Items from a dataset

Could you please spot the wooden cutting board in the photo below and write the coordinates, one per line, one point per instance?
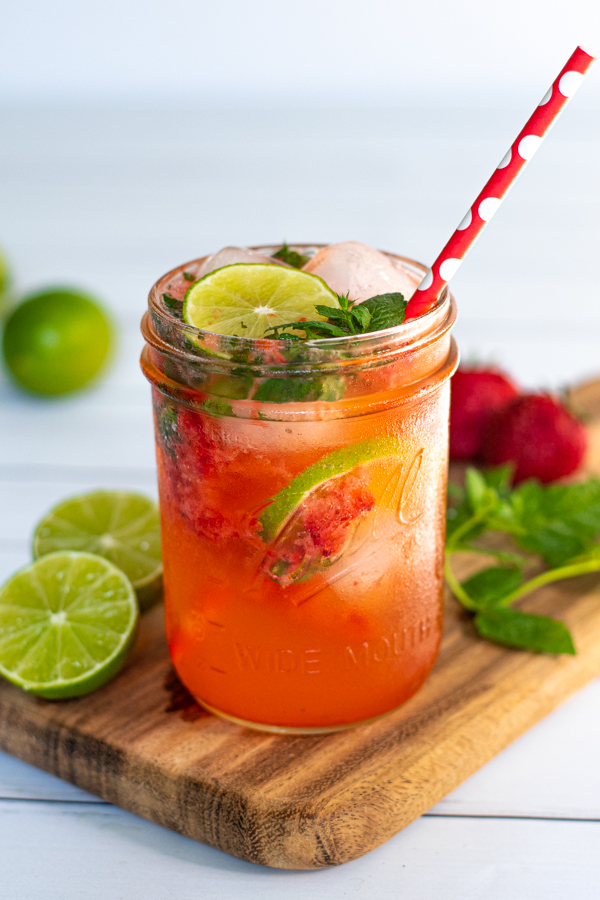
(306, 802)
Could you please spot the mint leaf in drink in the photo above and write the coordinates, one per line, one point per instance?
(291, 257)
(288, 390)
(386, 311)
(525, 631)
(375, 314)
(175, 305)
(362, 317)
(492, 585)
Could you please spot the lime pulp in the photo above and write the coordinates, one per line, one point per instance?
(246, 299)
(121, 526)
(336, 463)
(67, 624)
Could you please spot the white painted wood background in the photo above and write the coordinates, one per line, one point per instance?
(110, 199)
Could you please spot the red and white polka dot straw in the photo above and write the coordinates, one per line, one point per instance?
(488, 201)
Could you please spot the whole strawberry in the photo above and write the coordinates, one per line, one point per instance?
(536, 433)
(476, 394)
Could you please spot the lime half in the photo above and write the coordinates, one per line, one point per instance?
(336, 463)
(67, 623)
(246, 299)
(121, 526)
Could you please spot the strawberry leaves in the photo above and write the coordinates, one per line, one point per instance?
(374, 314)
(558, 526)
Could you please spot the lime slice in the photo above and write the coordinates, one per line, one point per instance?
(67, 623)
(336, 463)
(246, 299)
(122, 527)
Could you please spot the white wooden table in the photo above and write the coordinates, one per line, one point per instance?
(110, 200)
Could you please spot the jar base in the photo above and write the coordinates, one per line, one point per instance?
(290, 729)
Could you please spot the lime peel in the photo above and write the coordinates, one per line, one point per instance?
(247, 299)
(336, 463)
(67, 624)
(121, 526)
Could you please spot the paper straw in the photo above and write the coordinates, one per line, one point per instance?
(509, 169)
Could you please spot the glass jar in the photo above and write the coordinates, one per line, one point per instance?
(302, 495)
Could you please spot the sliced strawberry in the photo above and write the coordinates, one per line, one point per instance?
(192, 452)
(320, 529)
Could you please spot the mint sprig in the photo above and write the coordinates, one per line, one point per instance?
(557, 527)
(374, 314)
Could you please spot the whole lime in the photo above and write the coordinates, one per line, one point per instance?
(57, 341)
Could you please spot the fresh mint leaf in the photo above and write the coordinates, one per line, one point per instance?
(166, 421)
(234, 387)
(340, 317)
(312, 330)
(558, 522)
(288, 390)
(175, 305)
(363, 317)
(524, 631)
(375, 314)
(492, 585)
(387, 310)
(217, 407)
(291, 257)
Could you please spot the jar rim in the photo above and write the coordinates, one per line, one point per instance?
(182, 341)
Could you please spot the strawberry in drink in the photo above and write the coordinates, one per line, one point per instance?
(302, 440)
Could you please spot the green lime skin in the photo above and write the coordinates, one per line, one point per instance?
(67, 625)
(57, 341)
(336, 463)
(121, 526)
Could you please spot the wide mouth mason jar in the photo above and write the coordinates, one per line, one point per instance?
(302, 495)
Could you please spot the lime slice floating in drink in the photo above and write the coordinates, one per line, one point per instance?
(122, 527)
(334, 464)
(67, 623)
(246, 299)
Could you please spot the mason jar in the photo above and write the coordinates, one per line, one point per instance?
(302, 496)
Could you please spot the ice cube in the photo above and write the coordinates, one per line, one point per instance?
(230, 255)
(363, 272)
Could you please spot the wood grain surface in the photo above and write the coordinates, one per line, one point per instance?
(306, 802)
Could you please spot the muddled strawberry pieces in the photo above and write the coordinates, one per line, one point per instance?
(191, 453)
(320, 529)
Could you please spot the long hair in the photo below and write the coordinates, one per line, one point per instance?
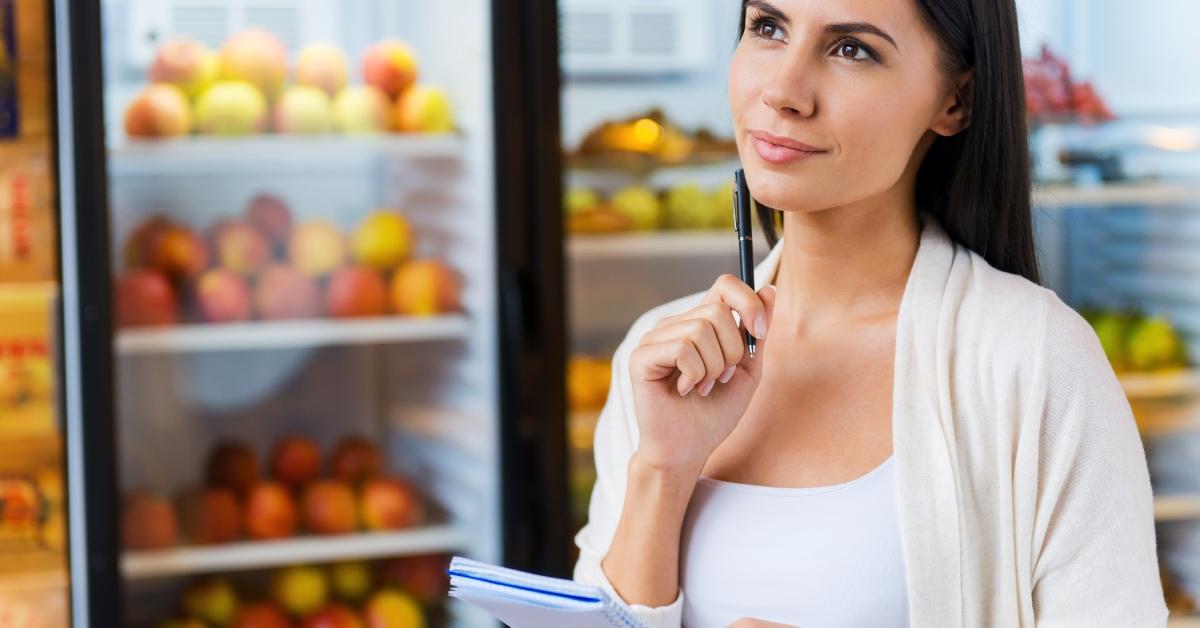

TO DO. Reproduce the records above word for word, without the images.

ANSWER SPACE.
Could you please spot the wooden cutting board in the photo below and write the coordinates, one per line, one point per instance?
(306, 802)
Could you please spot the mint leaf in drink in the photo above and write the coordinates, one per line, one point per instance?
(291, 257)
(288, 390)
(386, 311)
(525, 631)
(375, 314)
(175, 305)
(362, 317)
(492, 585)
Could you please spot the lime pulp in the photo above and write the coordinates, one per line, one point per instance?
(246, 299)
(121, 526)
(336, 463)
(67, 624)
Could you please spot the white painted wood background in the photo above and write the coordinates, one per line, one point per instance?
(110, 199)
Could you please spot the red and white polka dot straw in the photo above and write the coordinates, one per line, one point per instance?
(488, 201)
Could you please spot the whole strawberry in the photo above and write the coordinates, one per line, one point per instance?
(536, 433)
(476, 394)
Could you please spot the lime half in the photo above and write the coordinates, one per line, one point per instance?
(336, 463)
(67, 623)
(246, 299)
(121, 526)
Could you please spot the strawberry leaves in the photo above and write the coordinates, one per line, one point per instance?
(374, 314)
(558, 526)
Could you please spot the lime slice in the photo above and write the coordinates, one per line, one point per instance?
(67, 623)
(336, 463)
(246, 299)
(122, 527)
Could you please spot the white wooden table in the photo above and write the coordinates, one per line, one point per instance?
(110, 200)
Could you please spot the jar base in the photo above and write the coordinates, one per line, one point per instance?
(290, 729)
Could you please spot the lime peel in the photo above and write the coordinates, one per line, one point per instance?
(247, 299)
(336, 463)
(67, 624)
(121, 526)
Could you please spot the paper straw in the photo above and write the coordinates, one per line, one point per instance?
(509, 169)
Could you please spot the glass jar in the photo above and write the coordinates, one per line, one point per instance?
(302, 495)
Could you please spot the sliced strawberry in the photo above and write the coordinates, one per line, one point per instance?
(192, 452)
(320, 529)
Could you please spot the mint sprig in the photo above and write the coordinates, one per line, one point per instance?
(557, 527)
(374, 314)
Could you please spot the whole lime in the photo above and write the coordinates, one per line, one point per instance?
(57, 341)
Could you please spot the fresh mint leaf in the photo above and write the coordinates, one per line, one point per instance?
(166, 421)
(234, 387)
(340, 317)
(312, 330)
(558, 522)
(288, 390)
(175, 305)
(363, 317)
(524, 631)
(375, 314)
(492, 585)
(387, 310)
(217, 407)
(291, 257)
Could you please spot the jar rim in the photo above and write the coordinates, one per line, one point per instance?
(182, 341)
Could you please spot the strawberry in drink in the photo above and write the coordinates, one per line, one point per instance?
(302, 440)
Could you please spot the green lime skin in the photo above and write the coordinates, one per line, one point per instance?
(67, 625)
(57, 341)
(336, 463)
(121, 526)
Could you please spot the wide mouth mason jar in the photo above and write the coordinates, one per line, one point per instance?
(302, 495)
Could you please spot the lime slice floating in drink in the photo above and write the coordinates, one per line, one point per instance?
(122, 527)
(334, 464)
(67, 623)
(246, 299)
Could you please spot the mason jar in the photo above and write the coordinates, one per line, one point per instance?
(302, 496)
Could you please spot the ice cube in the photo above and write the coordinates, one per line, one point per instance?
(230, 255)
(363, 272)
Could you please spot the wood grain surface in the photo above and write the coordinates, one per line, one point per instance?
(306, 802)
Could you please spot the muddled strawberry pieces in the photo above and write the coordinates, one per line, one point per instance?
(191, 453)
(320, 529)
Could you please spot the long hair in the photo below and write the coordinates, one per line, one point per instance?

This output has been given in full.